> **Selected extract**:
══════════════════════════════

To Love Somebody is an album by jazz singer-songwriter/pianist Nina Simone. It was released as quickly as possible to prolong the unexpected success of 'Nuff Said! The title is taken from the Bee Gees song "To Love Somebody"; her cover of the song became her second British hit single after "Ain't Got No-I Got Life".

Information about songs on this album 
The title track, "To Love Somebody", as well as "I Can't See Nobody" are songs by the Bee Gees.
"Suzanne", originally by Leonard Cohen; covered by many artists by the time of this album.
"Turn! Turn! Turn!", originally by Pete Seeger. Simone recorded an alternative version of the song that was (previously) unreleased.

══════════════════════════════

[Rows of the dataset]
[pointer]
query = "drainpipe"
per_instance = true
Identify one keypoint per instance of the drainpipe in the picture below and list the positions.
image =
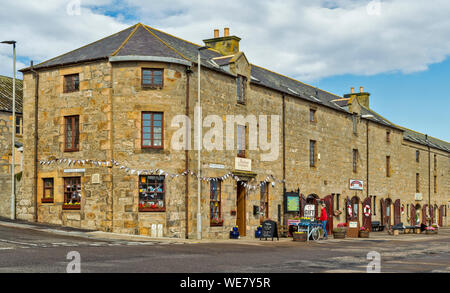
(186, 152)
(429, 176)
(36, 137)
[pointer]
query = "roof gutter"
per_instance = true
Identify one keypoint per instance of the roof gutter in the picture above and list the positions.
(150, 58)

══════════════════════════════

> **What to work on**:
1. In the text on the To Love Somebody album, which group wrote the song that gave the album its title?
2. Extend the text on the To Love Somebody album, starting right after its final sentence.

> **Per-task answers**:
1. The Bee Gees

2.
"Revolution" (parts 1 & 2) was Simone's third subsequent single released in the UK after "Ain't Got No–I Got Life" and "To Love Somebody" both became hits. The song was released around the time of the same titled song by The Beatles and, although it has a similar hook ("Don't you know it's gonna be – all right") and structure, most of the lyrics differ. The song also uses a guitar lick similar to "Old Brown Shoe," which had been recorded by The Beatles the same year. John Lennon commented on the similarities in a 1971 interview with Rolling Stone:
I thought it was interesting that Nina Simone did a sort of answer to "Revolution." That was very good–it was sort of like "Revolution," but not quite. That I sort of enjoyed, somebody who reacted immediately to what I had said.
The song is split into two parts because Part 2 was featured on the B-side of the single. "Revolution" didn't do well in the UK charts, and only had a mild success in the United States R&B charts. Simone didn't expect this lack of success and said to Sylvia Hampton, author of the biography Break Down and Let It All Out about this:
(…) I don't get it. It's about a revolution, man: not just colour, but everything! It's about barriers being broken down, and they sure as hell need getting rid of. (…) We need a revolution to sort it all out and get back to God. You know how lost we are, man – it's sad.
"Just Like Tom Thumb's Blues", "I Shall Be Released", and "The Times They Are a-Changin'" are songs by Bob Dylan.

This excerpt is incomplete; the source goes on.